SUPPLIED TEXT:
————

The instructor cuts such an imposing figure that it is hard to take your eyes off him. He dispenses so much good advice that he could be a wise village elder: authoritarian when necessary but still keeping an eye out for the slightest graze or mishap. It is not surprising that he knows how to deal with the kids. Mamadou Diouf has been training coaches in Île-de-France and the district for more than twenty years. He is also the technical manager of the football school: ‘US Roissy is a family club,’ he explains after his session. ‘95 per cent of our players live in the town. There’s a strong social cohesion here. In 2010, we opened the club up to children aged four because that allowed us to better target the kids and to teach them ball control more easily. This is reflected in their progress. For example, in the Under-9 category our boys are already capable of 30 keepie uppies with both feet and fifteen with their heads. That bears fruit and now we’re almost a victim of our success. Even more so when people find out that Paul Pogba came through here. We have almost 550 players. You can’t imagine how many want to be like him and copy his haircut! It’s great marketing for the club! Some parents think if they sign their kid up with us they’ll be just as successful.’ It is not hard to imagine the scene: proud fathers hoping that one day their son’s shirt will be carefully folded in a frame hanging on the wall of the little locked office that serves as a makeshift museum for US Roissy. Hanging next to the red and white PSV Eindhoven shirt printed with the number 2 of Nicolas Isimat-Mirin and relics of all three Pogba brothers. A light blue shirt with the unlikely number 99 that belonged to Mathias, a green AS Saint-Étienne jersey with Florentin’s number 19, and the black and white shirt worn by Paul when he made his debut for Juventus. The shirt is genuine and signed. The local star even took the trouble to write a message in red felt tip pen across the white printing of his number 6: ‘To my first dream club, Roissy-en-Brie.’

Paul joined the club in September 1999. He was following in the footsteps of his two brothers, just as he had done with table tennis. The immaculate artificial pitch funded by the town council did not yet exist. The kids played on a ‘red pitch’ as it is known here, a dirt pitch at the end of the complex that has now fallen into disuse. Sambou Tati was his first coach. Like his protégé he has come a long way. ‘I’ve been through practically everything at US Roissy. I started playing when I was thirteen, then I became a director, coach and I’ve been president for a few years now. I can’t even tell you how long it’s been, it’s gone so quickly,’ says the 48 year old, who looks a good ten years younger. ‘I was 30 when I coached Paul’s generation for the first time. I got to know him through his two brothers who were at the club and showed a lot of promise. I also had the opportunity to meet him at the social clubs because I was a youth worker. He was a kid like any other, except you could already see how gifted he was. When he played on the neighbourhood pitches, he scored goal after goal.’

Of course, the baby of the family had plenty of opportunity to follow in his brothers’ footsteps. The football stadium was very close to La Renardière. It took less than ten minutes to walk there past the cemetery, where the boules players gather, and out onto Rue Yitzhak Rabin, a stone’s throw from the sports complex.

————

THE TASKS:
**a)** Rewrite the passage about US Roissy from "Of course, the" to "the sports complex.", swapping "cemetery" for "church".
**b)** Extend the passage about Paul Pogba's early years at US Roissy, starting after its final sentence.

Part of a data file:
————

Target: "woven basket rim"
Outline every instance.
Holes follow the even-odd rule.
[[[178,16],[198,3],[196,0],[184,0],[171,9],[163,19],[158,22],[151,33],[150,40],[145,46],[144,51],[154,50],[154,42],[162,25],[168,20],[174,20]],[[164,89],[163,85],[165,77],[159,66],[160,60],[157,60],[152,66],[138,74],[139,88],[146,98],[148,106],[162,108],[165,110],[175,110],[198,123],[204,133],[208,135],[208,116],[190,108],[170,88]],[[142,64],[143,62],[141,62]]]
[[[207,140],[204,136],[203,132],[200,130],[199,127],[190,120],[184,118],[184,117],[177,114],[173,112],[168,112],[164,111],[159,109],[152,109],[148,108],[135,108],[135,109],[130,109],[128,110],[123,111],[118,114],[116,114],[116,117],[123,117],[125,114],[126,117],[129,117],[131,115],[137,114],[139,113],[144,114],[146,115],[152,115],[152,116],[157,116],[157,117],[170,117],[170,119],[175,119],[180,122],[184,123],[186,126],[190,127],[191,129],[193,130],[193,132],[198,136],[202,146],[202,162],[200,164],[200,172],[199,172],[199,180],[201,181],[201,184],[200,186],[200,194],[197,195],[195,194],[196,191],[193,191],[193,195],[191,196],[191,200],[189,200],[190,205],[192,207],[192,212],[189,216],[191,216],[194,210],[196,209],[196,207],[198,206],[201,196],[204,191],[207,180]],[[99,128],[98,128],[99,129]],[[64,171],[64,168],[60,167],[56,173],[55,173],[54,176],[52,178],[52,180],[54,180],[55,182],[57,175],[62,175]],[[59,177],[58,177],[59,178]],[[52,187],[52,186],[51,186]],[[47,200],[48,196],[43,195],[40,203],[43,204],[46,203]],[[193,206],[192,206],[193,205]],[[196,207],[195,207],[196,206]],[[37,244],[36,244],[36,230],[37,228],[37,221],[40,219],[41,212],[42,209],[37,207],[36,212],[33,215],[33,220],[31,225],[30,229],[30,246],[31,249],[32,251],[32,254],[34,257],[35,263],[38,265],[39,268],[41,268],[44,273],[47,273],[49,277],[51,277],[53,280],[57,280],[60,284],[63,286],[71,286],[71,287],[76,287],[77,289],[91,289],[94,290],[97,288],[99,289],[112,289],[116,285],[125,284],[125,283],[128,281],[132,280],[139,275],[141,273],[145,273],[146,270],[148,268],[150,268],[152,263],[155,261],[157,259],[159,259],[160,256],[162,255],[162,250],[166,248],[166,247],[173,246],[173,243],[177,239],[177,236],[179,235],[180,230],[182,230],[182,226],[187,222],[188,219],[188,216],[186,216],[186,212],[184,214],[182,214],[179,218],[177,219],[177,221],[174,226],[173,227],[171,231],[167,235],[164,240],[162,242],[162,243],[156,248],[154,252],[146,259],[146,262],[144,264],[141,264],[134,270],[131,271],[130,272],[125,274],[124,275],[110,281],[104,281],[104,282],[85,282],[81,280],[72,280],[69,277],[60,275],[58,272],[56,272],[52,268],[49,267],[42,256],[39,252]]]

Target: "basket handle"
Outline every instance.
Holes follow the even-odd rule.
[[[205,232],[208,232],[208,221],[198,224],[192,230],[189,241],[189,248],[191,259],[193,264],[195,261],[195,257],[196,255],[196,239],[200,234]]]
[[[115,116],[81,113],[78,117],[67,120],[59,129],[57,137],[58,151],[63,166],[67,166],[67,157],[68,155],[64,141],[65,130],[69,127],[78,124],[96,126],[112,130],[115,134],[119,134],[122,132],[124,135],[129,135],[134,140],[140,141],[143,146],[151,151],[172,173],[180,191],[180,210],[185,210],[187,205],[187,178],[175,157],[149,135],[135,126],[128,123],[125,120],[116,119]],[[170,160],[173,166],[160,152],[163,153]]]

————

RESULTS:
**a)**
Of course, the baby of the family had plenty of opportunity to follow in his brothers’ footsteps. The football stadium was very close to La Renardière. It took less than ten minutes to walk there past the church, where the boules players gather, and out onto Rue Yitzhak Rabin, a stone’s throw from the sports complex.

**b)**
Fassou Antoine had given his approval. The boys’ father took the activity very seriously, in fact. He did not wait for his youngest son to enrol at the club before putting him through his paces. Whenever the children came to visit, he would give them special sessions on a small dirt pitch near his apartment in Le Bois-Briard. He had them work on their technique and gave them plenty of tips. Over and over, he would tell the three brothers: ‘You have to learn to win whatever the circumstances.’ He told Paul to take the example set by his older brothers, to copy what they did and show the same will to win on the pitch. La Pioche listened to his father’s recommendations, which he intended to put into practice in September 1999 when he first played in a US Roissy shirt.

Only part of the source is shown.